## START Extract to read

The seventh annual IAS/Kress Lecture will be held 1 June 2016 in Florence at Villa I Tatti, The Harvard University Center for Italian Renaissance Studies. Professor Megan Holmes of the University of Michigan will present “New Perspectives on the Reception of Florentine Panel Painting: Interpreting Scratch Marks.” Her paper explores an understudied feature of Florentine Renaissance panel paintings, namely, evidence of intentional scratching with a sharp implement of pictorial figuration and imagery. These scratch marks, found across a variety of genres, formats, and display contexts, can rarely be documented or dated with any precision. Similar intentional markings can also be found in works of art in other global, historical cultures. Holmes argues that these scored Italian Renaissance panel paintings constitute an intriguing body of historical evidence that offers insights into the dynamic manner in which people interacted with images. The practice of intentional damage seems to have been more prevalent in the fourteenth and fifteenth centuries, tapering off in the sixteenth century. Holmes will theorize and situate these scratching acts, looking at both Renaissance perspectives and current scholarship on global “iconoclasms.” These deliberate markings are part of what Michael Camille called “the archaeology of the image and its subsequent reception.” Holmes will underscore the need for these marks to be more in evidence in collections, photographic reproductions, and art history.

## END Extract to read
## START Records provided

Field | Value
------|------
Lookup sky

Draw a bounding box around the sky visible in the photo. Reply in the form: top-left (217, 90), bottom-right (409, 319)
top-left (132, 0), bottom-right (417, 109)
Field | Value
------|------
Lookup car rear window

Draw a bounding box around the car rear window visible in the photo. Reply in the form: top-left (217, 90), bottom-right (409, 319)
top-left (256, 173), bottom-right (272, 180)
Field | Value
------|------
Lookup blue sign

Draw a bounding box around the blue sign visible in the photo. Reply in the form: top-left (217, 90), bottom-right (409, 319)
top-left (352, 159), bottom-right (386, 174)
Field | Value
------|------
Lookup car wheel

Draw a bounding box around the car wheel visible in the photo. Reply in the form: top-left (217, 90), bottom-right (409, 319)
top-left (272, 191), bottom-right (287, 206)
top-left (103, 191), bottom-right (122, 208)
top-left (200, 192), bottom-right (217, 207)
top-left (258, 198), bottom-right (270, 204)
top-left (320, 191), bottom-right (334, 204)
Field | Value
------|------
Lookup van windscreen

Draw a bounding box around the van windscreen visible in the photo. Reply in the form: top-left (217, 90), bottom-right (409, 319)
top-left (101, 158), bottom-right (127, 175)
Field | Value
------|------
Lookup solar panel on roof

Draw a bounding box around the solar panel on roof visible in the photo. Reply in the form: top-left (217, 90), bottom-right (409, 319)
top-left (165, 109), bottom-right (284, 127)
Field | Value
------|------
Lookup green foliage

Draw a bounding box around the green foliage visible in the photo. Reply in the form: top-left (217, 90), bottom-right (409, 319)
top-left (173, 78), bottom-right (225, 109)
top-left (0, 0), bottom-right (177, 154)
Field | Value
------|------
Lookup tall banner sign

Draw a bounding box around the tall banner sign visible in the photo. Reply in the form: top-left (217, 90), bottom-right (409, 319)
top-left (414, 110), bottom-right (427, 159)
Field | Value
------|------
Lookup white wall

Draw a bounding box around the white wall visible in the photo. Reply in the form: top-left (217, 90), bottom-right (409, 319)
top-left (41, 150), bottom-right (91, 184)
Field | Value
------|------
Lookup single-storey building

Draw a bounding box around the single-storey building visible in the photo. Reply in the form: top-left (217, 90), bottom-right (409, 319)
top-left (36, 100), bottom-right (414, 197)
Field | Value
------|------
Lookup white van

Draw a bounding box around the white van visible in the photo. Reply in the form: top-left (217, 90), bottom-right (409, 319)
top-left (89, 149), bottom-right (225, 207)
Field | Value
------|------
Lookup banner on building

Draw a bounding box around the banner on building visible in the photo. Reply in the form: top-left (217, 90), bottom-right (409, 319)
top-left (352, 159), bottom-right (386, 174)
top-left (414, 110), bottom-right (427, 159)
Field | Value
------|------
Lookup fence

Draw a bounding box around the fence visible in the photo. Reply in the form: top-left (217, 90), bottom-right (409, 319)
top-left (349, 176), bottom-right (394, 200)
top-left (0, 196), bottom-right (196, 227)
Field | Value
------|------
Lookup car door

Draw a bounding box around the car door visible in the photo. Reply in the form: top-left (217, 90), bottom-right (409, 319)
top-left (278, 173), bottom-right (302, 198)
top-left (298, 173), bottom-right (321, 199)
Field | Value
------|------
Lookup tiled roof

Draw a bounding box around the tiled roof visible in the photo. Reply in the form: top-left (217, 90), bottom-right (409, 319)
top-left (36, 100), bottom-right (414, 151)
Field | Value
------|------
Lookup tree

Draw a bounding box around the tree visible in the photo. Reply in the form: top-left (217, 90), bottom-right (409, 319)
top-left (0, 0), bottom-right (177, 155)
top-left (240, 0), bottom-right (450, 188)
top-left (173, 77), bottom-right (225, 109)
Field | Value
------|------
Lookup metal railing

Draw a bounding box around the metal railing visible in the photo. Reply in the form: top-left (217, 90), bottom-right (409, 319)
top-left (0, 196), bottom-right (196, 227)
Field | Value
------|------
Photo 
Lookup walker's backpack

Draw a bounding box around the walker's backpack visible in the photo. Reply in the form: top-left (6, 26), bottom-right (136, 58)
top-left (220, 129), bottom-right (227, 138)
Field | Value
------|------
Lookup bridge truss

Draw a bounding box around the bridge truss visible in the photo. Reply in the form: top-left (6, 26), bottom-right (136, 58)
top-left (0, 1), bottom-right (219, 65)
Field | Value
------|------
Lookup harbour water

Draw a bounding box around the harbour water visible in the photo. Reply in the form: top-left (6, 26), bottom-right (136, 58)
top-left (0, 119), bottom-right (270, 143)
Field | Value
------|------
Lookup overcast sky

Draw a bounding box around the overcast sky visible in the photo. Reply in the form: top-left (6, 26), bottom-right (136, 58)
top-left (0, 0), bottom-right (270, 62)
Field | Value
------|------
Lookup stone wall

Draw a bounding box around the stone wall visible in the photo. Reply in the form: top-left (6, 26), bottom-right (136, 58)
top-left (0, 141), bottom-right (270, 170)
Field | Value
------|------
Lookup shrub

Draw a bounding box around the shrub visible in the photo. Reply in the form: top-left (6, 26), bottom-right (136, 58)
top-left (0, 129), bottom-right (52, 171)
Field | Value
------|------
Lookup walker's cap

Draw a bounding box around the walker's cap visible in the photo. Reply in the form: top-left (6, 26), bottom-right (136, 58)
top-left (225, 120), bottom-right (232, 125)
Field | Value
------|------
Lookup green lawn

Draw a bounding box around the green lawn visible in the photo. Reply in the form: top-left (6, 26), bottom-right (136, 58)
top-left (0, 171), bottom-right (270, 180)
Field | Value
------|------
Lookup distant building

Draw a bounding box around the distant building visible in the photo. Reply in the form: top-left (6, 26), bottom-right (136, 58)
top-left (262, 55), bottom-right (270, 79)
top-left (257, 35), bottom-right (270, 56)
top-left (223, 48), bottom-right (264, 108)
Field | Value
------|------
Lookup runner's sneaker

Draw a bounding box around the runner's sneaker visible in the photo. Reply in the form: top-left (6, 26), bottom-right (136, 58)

## END Records provided

■ Directions for this task: Summarize the lecture announcement at the top of the page in two sentences.

■ Output of the task: The seventh annual IAS/Kress Lecture will be held on 1 June 2016 at Villa I Tatti in Florence, where Professor Megan Holmes of the University of Michigan will speak about intentional scratch marks made with a sharp implement on Florentine Renaissance panel paintings. Holmes argues that these marks, which seem to have been more prevalent in the fourteenth and fifteenth centuries, offer insight into how people interacted with images and should be more in evidence in collections, photographic reproductions, and art history.